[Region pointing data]
····················
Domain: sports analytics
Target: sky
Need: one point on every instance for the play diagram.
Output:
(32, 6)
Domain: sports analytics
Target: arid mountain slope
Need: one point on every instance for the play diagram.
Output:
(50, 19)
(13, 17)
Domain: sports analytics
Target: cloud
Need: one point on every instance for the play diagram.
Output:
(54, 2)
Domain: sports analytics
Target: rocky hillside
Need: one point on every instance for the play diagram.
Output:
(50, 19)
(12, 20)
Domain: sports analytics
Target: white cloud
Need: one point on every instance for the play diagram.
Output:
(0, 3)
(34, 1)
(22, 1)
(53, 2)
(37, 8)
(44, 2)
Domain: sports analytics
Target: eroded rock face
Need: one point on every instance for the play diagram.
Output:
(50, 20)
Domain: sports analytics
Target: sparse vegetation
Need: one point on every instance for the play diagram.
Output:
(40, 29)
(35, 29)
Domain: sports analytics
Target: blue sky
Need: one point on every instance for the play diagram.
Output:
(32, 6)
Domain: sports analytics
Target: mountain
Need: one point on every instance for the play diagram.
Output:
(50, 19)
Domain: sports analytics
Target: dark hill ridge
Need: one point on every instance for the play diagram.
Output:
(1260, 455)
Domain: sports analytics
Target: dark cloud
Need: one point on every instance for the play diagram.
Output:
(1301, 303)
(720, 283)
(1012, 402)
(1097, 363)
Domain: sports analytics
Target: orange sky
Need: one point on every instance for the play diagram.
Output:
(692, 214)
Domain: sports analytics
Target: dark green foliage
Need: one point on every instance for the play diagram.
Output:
····················
§ WHAT IS REQUIRED
Show each line of the records above containing "cloud".

§ OUTPUT
Target: cloud
Target: white cloud
Target: dark cloud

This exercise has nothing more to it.